* **Exercises to complete**
A. On the Nightly crash triage page, what time are Nightly builds produced each day?
B. Write out a section of the Nightly crash triage page word for word, starting with "A live calendar" and ending with "the following pages.".
╭─ Source passage
NightlyCrashTriage

From MozillaWiki
Jump to: navigation, search

We aim to analyze the crashes for every Nightly build.

Roster

Nightly builds are produced at 3am each day (California time).

  • Monday (Netherlands time): gsvelto analyzes Friday's build.
  • Monday (US East time): marcia analyzes Saturday's build.
  • Tuesday (US Pacific time): lizzard analyzes Sunday's build.
  • Wednesday (US Pacific time): TBD analyzes Monday's build.
  • Wednesday (US East time): TBD analyzes Tuesday's build.
  • Thursday (US West time): mccr8 analyzes Wednesday's build.
  • Friday (German time): jseward analyzes Thursday's build.

A live calendar is also available for Mozilla employees. Please use it to schedule deviations from the usual roster, e.g. for PTO.

Notes

Triage notes are kept in the following pages.

Use the date you are doing the triage, rather than the date of the build, to decide which page to put your notes in. The reason for this is that the triage date has a heading, which makes it more prominent in the notes than the build date.

Data sources, tools, documentation, communication

Crucial links

Other links

Communication

Documentation

Triage HOWTO

This is a rough guide on how to analyze the crash reports for a particular day's Nightly build.

Crash Report Basics

The first thing you should do is watch David Baron's talk about crash reports. Watch it all the way through. It's full of useful information.
╰─
╭─ Supplied data
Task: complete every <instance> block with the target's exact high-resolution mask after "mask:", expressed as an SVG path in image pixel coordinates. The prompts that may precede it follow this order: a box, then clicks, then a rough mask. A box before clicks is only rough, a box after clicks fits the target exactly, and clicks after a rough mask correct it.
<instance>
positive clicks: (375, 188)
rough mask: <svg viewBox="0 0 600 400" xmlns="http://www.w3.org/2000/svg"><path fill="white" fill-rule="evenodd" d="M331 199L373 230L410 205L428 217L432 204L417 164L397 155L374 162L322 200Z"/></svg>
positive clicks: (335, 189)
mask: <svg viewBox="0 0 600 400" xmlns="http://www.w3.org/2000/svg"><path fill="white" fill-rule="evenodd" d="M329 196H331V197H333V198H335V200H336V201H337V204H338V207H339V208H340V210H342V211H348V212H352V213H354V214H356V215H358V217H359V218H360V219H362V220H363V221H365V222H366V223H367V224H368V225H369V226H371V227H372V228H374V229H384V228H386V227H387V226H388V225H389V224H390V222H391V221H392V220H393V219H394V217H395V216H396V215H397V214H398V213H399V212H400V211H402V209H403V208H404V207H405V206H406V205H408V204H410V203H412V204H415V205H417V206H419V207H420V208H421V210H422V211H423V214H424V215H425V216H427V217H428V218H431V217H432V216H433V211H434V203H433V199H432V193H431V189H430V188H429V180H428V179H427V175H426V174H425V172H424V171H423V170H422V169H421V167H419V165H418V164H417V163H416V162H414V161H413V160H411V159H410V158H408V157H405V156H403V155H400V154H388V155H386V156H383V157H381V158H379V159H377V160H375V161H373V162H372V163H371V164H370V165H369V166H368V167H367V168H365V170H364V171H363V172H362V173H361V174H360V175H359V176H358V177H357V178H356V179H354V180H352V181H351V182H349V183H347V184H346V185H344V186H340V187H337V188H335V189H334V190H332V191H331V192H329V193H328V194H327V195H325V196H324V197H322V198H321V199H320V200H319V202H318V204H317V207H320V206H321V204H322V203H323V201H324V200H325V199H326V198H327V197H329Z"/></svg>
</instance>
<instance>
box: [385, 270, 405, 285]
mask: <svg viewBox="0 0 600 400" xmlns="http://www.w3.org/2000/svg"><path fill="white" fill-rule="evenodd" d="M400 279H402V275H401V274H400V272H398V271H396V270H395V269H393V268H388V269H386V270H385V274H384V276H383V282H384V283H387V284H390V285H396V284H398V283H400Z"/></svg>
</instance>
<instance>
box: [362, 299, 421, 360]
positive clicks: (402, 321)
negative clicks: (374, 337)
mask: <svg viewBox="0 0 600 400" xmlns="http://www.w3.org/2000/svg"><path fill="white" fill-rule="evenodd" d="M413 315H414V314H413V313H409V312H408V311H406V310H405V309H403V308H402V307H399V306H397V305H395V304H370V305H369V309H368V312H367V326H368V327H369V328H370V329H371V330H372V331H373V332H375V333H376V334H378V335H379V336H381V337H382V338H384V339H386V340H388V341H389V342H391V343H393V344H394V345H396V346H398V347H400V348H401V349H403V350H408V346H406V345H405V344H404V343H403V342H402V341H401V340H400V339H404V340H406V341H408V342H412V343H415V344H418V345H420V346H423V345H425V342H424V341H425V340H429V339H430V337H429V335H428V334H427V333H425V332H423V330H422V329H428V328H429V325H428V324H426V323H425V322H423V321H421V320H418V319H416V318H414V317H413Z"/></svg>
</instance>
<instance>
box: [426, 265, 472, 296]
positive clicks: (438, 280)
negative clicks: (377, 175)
╰─
* **Written responses**
A. At 3am, California time.

B.
A live calendar is also available for Mozilla employees. Please use it to schedule deviations from the usual roster, e.g. for PTO.

Notes

Triage notes are kept in the following pages.